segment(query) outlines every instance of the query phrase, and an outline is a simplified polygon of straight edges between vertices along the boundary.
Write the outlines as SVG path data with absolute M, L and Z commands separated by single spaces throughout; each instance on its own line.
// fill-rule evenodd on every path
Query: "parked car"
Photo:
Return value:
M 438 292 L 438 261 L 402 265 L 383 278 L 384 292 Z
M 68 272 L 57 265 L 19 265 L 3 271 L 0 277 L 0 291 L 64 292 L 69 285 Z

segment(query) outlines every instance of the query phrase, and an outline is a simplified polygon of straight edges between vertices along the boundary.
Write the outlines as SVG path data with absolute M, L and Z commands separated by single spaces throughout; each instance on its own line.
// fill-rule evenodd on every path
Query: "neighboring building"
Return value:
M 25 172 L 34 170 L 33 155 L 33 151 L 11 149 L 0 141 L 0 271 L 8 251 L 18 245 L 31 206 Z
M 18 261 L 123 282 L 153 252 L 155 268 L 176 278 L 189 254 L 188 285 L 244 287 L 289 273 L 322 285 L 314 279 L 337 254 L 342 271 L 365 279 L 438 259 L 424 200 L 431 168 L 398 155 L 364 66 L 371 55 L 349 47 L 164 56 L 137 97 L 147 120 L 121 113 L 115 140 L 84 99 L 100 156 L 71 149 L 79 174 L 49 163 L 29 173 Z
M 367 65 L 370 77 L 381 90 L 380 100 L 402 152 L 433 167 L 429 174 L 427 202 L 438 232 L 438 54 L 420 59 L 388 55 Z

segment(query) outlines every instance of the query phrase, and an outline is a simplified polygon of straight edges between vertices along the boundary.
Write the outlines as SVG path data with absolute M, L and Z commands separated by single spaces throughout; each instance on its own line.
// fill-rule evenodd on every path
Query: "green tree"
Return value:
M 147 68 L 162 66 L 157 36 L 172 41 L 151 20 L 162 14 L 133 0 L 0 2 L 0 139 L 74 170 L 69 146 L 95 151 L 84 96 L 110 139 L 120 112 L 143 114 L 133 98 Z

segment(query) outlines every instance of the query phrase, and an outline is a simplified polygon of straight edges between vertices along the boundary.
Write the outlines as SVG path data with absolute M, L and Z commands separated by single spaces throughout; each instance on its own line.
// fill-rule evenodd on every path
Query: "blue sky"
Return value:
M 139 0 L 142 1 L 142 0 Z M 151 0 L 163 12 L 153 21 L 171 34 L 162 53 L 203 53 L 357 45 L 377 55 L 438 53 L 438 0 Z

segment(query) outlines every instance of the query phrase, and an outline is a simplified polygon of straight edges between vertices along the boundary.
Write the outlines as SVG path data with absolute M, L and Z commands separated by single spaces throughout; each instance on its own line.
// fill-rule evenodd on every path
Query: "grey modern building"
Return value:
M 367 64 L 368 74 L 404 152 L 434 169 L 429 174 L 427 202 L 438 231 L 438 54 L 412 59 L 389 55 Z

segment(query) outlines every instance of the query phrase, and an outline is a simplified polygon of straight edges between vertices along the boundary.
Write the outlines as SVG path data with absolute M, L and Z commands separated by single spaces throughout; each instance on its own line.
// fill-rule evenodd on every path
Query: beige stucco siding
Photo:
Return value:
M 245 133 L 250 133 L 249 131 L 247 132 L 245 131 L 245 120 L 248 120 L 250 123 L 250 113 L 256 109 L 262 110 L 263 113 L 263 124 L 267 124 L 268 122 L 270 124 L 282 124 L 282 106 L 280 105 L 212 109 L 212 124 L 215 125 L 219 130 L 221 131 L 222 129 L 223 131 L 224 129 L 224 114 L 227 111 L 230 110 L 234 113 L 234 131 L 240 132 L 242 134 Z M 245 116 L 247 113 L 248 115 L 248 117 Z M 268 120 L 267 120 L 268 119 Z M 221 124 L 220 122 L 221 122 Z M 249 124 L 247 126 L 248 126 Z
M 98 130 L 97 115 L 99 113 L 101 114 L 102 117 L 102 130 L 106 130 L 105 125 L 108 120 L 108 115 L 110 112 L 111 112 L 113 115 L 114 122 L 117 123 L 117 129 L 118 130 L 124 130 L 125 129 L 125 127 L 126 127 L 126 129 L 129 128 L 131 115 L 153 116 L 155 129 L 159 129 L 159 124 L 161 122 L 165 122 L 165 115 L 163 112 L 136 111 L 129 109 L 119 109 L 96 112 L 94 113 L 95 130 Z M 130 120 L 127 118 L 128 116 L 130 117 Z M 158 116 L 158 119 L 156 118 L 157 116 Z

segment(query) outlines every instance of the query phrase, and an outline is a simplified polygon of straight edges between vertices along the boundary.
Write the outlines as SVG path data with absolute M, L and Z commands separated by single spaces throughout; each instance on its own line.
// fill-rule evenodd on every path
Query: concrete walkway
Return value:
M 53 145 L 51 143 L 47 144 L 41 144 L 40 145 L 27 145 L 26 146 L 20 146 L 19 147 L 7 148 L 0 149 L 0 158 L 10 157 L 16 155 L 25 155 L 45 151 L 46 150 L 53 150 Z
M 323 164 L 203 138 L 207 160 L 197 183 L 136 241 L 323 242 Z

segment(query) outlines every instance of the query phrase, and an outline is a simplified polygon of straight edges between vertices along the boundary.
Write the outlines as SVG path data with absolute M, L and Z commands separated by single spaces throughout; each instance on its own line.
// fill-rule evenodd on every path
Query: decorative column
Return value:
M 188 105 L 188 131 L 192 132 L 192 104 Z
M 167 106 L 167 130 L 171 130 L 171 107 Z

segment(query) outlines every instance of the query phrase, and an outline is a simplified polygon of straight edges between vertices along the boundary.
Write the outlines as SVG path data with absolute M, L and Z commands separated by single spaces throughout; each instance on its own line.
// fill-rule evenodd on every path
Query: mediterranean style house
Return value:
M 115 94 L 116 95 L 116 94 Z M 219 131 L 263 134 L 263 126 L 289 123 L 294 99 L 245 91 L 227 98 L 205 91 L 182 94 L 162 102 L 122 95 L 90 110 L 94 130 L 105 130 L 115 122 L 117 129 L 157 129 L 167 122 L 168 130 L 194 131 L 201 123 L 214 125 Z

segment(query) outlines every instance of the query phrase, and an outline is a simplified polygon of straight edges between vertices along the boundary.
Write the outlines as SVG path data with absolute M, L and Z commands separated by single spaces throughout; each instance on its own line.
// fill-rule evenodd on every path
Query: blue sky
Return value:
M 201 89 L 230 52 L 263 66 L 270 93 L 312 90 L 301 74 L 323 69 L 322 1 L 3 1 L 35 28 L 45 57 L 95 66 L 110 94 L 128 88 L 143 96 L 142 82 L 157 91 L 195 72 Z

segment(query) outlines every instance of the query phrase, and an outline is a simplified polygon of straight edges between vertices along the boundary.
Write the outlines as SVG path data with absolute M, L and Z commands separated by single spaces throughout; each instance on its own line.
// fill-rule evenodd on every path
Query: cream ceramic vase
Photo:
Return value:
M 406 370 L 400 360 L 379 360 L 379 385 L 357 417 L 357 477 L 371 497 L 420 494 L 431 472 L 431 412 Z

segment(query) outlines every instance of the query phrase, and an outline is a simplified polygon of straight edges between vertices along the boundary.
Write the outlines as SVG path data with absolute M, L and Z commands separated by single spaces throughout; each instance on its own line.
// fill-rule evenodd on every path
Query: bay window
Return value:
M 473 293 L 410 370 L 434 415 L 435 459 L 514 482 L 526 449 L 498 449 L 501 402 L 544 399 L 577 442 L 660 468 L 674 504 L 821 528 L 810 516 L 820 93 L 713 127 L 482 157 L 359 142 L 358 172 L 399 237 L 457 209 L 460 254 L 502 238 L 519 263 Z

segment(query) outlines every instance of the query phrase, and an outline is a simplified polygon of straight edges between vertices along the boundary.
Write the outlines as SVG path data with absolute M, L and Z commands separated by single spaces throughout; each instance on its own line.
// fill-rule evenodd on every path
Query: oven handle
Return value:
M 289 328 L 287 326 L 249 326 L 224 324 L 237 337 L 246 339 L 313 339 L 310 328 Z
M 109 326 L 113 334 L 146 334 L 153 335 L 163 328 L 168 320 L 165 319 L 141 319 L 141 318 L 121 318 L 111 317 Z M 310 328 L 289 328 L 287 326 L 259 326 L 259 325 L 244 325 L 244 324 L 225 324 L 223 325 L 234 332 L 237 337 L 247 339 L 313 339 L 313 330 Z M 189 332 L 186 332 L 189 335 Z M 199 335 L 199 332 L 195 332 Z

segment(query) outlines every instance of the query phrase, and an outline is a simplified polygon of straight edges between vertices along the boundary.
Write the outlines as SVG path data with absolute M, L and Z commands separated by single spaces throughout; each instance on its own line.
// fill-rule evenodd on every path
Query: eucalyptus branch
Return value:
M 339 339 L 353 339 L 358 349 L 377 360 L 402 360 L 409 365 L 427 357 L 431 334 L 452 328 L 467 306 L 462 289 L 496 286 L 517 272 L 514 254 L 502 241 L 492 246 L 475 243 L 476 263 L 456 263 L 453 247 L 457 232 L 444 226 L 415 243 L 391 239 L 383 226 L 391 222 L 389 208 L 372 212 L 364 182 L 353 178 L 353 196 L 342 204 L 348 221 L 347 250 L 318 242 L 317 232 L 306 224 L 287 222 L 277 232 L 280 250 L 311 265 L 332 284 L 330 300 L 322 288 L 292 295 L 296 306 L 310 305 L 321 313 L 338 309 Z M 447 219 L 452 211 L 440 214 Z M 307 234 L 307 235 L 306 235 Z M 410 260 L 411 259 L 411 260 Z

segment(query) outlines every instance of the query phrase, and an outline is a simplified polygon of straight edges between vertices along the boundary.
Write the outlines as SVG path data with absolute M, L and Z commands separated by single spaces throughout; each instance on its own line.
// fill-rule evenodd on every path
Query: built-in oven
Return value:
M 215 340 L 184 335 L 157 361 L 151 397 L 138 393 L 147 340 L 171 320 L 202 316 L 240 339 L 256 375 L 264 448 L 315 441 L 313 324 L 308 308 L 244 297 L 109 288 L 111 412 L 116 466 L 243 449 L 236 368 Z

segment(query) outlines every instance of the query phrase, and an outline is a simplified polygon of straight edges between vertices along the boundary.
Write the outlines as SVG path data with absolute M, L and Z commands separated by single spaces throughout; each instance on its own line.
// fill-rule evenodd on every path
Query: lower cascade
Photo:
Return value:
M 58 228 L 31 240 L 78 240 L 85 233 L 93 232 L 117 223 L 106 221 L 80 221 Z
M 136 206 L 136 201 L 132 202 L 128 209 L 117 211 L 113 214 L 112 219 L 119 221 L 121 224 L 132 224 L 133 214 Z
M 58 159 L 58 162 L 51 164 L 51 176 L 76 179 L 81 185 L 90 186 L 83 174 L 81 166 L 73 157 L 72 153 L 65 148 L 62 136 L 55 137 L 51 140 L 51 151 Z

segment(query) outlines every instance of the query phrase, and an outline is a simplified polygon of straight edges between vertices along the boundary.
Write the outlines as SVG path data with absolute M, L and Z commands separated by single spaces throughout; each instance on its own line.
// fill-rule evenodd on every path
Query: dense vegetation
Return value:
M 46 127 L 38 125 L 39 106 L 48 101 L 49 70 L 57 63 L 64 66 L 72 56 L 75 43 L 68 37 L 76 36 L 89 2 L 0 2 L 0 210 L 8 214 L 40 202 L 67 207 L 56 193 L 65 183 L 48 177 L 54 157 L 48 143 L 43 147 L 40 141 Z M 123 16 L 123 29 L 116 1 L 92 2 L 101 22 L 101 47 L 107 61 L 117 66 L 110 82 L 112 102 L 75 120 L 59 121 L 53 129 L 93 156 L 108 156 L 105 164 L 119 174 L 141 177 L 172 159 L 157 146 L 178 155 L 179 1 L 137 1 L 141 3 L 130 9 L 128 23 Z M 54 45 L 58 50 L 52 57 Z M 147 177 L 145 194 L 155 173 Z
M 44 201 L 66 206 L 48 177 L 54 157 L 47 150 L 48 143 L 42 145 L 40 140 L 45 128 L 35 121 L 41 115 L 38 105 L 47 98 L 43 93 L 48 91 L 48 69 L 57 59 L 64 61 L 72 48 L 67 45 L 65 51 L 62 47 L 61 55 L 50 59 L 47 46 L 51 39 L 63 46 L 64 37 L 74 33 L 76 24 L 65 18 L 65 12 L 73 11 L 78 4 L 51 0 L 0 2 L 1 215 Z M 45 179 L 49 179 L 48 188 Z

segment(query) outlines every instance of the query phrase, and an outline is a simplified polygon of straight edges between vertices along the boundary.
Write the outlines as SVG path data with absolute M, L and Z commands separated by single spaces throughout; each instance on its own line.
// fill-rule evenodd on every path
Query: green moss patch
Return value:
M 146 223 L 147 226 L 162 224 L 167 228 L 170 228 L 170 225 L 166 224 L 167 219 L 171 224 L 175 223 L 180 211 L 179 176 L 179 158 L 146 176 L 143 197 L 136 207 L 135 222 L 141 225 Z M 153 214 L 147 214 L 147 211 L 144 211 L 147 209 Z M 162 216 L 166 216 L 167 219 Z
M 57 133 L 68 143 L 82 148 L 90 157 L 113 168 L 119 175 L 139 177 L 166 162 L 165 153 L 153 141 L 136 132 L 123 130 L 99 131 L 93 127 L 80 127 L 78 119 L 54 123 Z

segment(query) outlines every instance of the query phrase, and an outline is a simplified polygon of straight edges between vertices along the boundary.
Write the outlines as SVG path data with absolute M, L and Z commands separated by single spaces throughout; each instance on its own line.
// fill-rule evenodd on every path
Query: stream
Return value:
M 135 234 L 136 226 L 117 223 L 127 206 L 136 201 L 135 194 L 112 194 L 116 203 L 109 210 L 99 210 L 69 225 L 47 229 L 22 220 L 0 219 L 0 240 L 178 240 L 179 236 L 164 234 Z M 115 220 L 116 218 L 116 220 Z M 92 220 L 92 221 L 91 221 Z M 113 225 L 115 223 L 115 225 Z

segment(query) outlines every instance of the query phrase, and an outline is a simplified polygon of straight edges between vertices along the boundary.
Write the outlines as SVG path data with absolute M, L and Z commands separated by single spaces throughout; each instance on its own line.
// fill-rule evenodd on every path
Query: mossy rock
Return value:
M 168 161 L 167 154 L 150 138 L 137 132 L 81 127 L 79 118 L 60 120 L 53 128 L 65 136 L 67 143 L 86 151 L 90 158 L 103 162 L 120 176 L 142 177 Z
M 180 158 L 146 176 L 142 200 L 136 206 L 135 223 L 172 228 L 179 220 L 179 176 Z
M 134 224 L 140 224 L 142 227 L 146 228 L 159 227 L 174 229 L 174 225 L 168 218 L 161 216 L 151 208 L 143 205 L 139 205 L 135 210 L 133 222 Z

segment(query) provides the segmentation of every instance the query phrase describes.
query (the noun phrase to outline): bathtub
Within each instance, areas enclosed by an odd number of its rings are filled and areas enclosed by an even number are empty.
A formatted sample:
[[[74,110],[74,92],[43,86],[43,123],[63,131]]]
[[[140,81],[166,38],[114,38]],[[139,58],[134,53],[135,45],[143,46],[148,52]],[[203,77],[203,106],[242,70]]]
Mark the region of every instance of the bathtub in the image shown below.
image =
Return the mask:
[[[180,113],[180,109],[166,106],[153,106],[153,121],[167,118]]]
*-*-*
- [WRITTEN REQUEST] Arrange as a numbered list, omitting blank lines, the rows starting at the beginning of the rows above and ending at the line that contains "M 68 272 L 57".

- [ANSWER TO THIS TASK]
1. segment(query) outlines every instance of the query phrase, and an outline is a simplified polygon of straight edges between vertices along the boundary.
2. Write the outlines as SVG path data with absolute M, L and Z commands separated by single spaces throughout; each instance on its own line.
3. // fill-rule evenodd on every path
4. Query: "parked car"
5. Photo:
6. Return value:
7. M 438 292 L 438 261 L 402 265 L 383 278 L 384 292 Z
8. M 68 272 L 57 265 L 19 265 L 3 271 L 0 277 L 0 291 L 64 292 L 69 285 Z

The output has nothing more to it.